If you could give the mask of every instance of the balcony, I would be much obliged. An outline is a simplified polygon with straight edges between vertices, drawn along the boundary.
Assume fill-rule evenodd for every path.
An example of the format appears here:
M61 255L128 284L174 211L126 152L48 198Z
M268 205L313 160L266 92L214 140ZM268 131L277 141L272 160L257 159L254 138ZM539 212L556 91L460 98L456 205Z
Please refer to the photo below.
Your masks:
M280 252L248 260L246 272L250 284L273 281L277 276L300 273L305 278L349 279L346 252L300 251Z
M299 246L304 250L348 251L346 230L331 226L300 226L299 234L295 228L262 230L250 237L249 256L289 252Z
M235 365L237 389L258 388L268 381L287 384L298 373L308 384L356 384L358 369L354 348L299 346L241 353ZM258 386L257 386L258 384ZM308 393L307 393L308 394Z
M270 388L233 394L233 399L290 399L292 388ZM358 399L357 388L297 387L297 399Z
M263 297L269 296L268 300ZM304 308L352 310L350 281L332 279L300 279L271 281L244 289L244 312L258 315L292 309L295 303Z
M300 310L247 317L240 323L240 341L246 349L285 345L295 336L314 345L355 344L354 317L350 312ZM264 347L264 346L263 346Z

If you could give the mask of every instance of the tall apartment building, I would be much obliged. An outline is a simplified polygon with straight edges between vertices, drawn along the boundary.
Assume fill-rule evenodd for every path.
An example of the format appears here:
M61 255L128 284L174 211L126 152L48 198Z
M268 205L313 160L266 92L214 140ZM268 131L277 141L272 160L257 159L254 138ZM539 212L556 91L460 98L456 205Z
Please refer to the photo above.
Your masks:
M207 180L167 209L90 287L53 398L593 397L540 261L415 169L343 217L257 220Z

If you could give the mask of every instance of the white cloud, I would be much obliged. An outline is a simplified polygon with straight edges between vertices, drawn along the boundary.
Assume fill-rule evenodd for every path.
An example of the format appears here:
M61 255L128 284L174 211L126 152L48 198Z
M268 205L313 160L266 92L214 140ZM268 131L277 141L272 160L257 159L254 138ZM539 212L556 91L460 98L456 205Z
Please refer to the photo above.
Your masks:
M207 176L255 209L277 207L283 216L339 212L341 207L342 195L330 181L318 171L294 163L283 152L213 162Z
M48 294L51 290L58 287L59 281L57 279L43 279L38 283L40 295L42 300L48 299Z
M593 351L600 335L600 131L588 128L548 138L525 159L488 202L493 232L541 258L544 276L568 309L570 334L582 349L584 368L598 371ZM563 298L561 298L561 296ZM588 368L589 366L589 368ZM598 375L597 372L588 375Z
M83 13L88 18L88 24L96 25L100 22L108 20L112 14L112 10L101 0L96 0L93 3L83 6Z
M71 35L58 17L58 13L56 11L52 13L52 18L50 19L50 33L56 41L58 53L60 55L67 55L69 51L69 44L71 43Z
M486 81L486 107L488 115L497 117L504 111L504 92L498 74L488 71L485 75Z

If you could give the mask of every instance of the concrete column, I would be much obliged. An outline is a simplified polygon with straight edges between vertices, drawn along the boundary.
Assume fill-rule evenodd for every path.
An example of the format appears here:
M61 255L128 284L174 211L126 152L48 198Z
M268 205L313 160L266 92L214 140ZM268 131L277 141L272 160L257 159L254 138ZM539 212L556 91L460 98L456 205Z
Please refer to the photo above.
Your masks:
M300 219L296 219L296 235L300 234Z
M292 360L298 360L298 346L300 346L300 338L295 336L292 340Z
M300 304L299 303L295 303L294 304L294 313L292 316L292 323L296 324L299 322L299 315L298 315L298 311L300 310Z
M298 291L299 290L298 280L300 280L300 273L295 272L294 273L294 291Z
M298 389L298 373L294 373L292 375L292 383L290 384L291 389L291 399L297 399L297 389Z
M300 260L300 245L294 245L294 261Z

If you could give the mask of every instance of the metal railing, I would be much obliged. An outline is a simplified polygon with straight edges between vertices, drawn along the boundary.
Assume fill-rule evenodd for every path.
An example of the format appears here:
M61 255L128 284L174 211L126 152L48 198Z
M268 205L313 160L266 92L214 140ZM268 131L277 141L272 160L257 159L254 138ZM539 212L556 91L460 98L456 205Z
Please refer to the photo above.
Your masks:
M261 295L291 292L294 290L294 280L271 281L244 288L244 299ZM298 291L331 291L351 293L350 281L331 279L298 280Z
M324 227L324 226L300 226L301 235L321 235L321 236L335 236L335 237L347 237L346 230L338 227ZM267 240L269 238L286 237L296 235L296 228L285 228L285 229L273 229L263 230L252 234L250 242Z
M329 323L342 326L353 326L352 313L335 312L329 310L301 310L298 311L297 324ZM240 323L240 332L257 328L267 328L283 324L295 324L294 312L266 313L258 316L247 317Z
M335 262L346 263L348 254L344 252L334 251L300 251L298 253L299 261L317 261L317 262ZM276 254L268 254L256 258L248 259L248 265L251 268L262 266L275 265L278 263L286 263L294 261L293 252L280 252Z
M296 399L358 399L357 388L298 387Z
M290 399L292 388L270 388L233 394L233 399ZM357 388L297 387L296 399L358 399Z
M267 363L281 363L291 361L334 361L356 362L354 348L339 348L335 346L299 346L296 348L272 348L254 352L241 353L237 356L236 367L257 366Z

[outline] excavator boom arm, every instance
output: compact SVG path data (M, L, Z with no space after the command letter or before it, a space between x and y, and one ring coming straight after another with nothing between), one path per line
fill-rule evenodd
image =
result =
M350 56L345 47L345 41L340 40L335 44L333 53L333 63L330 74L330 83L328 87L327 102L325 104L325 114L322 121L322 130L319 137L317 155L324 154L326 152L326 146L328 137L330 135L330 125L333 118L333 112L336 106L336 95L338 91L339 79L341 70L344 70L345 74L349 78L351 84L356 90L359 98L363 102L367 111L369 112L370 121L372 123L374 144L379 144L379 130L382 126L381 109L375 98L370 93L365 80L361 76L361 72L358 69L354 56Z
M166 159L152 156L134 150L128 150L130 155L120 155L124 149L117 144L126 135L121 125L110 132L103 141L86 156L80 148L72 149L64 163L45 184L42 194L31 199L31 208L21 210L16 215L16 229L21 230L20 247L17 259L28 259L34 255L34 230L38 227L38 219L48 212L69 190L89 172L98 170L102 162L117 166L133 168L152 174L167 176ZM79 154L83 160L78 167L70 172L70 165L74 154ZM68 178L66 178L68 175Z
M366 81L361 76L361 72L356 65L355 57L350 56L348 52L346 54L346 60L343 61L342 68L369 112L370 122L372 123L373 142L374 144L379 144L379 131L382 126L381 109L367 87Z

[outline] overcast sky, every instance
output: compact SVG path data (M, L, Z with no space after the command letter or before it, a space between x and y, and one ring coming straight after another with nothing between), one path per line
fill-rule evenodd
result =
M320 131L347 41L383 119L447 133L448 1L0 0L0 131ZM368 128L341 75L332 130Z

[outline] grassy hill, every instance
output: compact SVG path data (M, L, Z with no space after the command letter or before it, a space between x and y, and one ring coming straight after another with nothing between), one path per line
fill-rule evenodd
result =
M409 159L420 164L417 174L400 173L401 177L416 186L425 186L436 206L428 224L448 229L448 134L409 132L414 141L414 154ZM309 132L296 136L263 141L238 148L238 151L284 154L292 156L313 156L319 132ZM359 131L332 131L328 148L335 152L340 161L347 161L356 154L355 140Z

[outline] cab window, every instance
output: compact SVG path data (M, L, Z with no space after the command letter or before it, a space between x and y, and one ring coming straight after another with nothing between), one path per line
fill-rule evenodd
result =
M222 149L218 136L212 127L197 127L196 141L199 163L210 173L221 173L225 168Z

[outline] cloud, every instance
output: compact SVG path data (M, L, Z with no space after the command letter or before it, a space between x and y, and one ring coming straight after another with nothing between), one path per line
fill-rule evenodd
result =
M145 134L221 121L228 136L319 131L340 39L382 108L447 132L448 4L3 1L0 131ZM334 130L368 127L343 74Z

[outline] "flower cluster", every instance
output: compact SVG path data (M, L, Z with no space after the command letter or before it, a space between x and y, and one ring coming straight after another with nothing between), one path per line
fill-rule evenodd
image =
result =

__Try it__
Pull every line containing "could" from the entries above and copy it.

__Written answer__
If you could give the mask of every instance of the balcony, I would be much obliged. An outline is a simplified polygon with straight edges between vertices, drawn along the boundary.
If you could give the mask of every instance of the tall apartment building, I would be much obliged. An outline is a simplified polygon with straight edges between vertices, drawn along the boundary.
If you could give the mask of every instance of the white cloud, I would be much obliged. An outline is a simplified polygon with straight edges between vertices, drawn along the boundary.
If you could give the mask of every instance of the concrete column, I would be much obliged. An outline is a simplified polygon with straight edges between vertices, drawn along the boundary.
If you could give the mask of every instance of the metal railing, I would be much obliged. An outline is a simplified polygon with straight edges between vertices, drawn along the boundary.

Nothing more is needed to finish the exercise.